> [Excerpt to read]
The RTL and Tree/Gimple level representations will have a consistent view
that still won't match up with the way the architecture thinks of lanes and
elements. On our big-endian systems, the lowest address in memory gets loaded
to the highest numbered lane in register. GCC thinks of the lowest address
in memory as the lowest element in its vectors, which makes sense, but causes
a mismatch. So when GCC wants bits 0-32 of a V4SI vector extracted it really
means it wants what would be array element 0, so we need to map that to
extract bits 94-127 from the register.

This is all just back-end magic to keep the mid-end endianness agnostic.

There will, of course, be some patterns we'll have to clean up after we fix
tree-vect*.c, but this fundamental mismatch of lane numbering won't change.
We'll just have the same pain as the other big-endian backends adjusting
patterns as needed.

Cheers,
James

> 
> Richard.
> 
> > Thanks,
> > James
> >
> > ---
> > gcc/
> >
> > 2014-07-30  James Greenhalgh  <james.greenhalgh@arm.com>
> >
> >         * config/aarch64/aarch64.c (aarch64_simd_vect_par_cnst_half): Vary
> >         the generated mask based on BYTES_BIG_ENDIAN.
> >         (aarch64_simd_check_vect_par_cnst_half): New.
> >         * config/aarch64/aarch64-protos.h
> >         (aarch64_simd_check_vect_par_cnst_half): New.

> [Provided information]
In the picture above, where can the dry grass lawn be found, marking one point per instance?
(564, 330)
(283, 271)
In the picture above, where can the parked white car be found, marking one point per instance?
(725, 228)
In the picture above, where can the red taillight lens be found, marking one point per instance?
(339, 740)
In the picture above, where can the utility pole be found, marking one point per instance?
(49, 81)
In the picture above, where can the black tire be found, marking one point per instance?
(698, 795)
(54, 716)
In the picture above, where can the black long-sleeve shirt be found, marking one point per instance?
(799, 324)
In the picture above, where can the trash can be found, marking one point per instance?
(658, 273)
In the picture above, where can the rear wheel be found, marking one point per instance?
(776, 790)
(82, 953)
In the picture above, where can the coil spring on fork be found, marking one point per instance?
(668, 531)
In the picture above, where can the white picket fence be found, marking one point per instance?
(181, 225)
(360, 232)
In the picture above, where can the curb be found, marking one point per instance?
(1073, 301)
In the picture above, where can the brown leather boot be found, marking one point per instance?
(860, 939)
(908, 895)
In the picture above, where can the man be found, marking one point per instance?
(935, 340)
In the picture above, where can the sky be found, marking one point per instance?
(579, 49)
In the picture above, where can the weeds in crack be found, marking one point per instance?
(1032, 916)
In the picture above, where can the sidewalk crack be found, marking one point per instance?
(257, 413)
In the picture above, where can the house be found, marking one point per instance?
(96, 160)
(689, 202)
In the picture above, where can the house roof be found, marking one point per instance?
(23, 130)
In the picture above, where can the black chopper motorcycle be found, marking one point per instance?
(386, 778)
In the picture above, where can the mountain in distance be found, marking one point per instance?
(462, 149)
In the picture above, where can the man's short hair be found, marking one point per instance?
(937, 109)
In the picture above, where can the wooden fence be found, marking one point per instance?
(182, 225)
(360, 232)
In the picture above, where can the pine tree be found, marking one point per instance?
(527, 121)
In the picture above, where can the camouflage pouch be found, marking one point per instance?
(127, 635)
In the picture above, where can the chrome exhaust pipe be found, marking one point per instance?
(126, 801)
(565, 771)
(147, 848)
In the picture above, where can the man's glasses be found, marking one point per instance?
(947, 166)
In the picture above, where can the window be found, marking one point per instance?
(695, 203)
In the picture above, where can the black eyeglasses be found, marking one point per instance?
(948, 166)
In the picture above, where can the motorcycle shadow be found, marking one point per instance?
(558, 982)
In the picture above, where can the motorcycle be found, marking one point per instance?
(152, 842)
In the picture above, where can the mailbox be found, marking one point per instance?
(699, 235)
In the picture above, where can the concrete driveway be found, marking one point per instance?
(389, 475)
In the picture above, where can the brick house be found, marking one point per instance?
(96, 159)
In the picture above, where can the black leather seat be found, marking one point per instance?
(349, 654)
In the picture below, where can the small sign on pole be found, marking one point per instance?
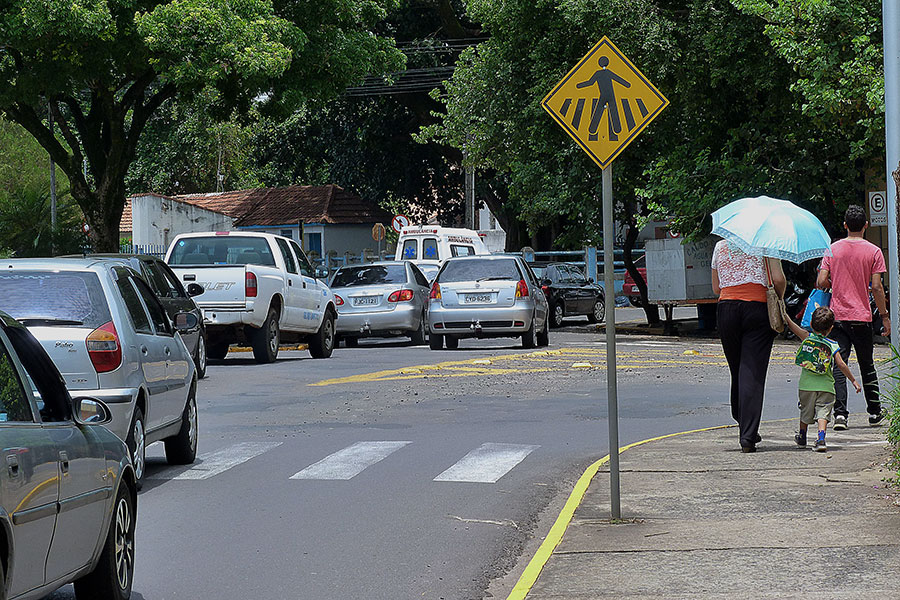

> [Tasks]
1. Extract the passage of the excerpt on big-endian lane numbering starting at "This is all" and ending at "patterns as needed.", copying it word for word.
2. Convert the lines of the listing starting at the line that contains "In the picture above, where can the black leather" and ending at the end of the listing into a JSON list of strings, one string per line, with blank lines and the picture left out.
The excerpt on big-endian lane numbering and the listing are unrelated to each other.

> [Expected answers]
1.
This is all just back-end magic to keep the mid-end endianness agnostic.

There will, of course, be some patterns we'll have to clean up after we fix
tree-vect*.c, but this fundamental mismatch of lane numbering won't change.
We'll just have the same pain as the other big-endian backends adjusting
patterns as needed.

2.
[
  "In the picture above, where can the black leather seat be found, marking one point per instance?",
  "(349, 654)",
  "In the picture below, where can the small sign on pole be found, marking one point per instance?"
]